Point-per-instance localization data

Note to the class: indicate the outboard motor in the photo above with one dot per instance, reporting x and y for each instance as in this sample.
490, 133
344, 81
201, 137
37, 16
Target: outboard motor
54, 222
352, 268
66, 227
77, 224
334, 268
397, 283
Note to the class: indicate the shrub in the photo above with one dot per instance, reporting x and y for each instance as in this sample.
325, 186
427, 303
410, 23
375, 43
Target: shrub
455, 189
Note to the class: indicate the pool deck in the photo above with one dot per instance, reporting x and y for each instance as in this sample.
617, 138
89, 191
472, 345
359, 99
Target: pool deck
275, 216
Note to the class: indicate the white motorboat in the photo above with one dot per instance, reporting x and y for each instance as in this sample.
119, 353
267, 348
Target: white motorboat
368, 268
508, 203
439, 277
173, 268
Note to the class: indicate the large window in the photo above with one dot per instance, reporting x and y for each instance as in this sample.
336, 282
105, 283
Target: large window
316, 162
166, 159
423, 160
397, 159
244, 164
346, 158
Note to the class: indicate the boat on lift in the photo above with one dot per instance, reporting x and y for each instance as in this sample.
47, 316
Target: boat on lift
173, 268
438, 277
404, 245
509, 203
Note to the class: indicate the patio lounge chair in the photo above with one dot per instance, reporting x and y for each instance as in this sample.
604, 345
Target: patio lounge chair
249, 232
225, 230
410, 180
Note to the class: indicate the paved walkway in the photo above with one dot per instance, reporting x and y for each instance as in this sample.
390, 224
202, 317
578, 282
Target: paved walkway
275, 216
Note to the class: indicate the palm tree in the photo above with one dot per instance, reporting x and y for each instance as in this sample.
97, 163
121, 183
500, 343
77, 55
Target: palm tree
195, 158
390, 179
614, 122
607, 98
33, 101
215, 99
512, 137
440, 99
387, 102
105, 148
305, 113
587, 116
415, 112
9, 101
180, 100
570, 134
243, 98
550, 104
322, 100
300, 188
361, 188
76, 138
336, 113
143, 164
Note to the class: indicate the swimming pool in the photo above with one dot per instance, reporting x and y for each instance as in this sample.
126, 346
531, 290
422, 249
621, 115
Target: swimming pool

◆ YOUR ASSIGNMENT:
Taking the line containing "Target: patio lounge chair" as the first, please return it and every line after it through the end of the entries, exactly and only those.

◆ ANSWER TO THE PROBLEM:
Target: patio lounge chair
249, 232
225, 230
410, 180
Note to the class: indicate the paved walkway in the photo above with one dot per instance, reporting x and y for each instance as in this sample.
390, 224
202, 317
578, 282
Target: paved walkway
275, 216
Note to the class: indicate the palm tree in the photo above with one dot per instance, reporting x and y for each instance as in this sample.
97, 163
121, 183
500, 343
77, 55
Target: palm tree
195, 158
390, 179
614, 122
607, 98
33, 101
215, 99
512, 137
440, 99
387, 102
105, 148
305, 113
587, 116
415, 112
9, 101
180, 100
570, 134
243, 98
550, 104
322, 100
300, 188
361, 188
76, 138
336, 113
143, 164
Note to the class: indicate the swimming pool in the photo above with one dot per instance, reporting x and y for each instance as in this sample.
126, 346
531, 290
422, 249
621, 115
Target: swimming pool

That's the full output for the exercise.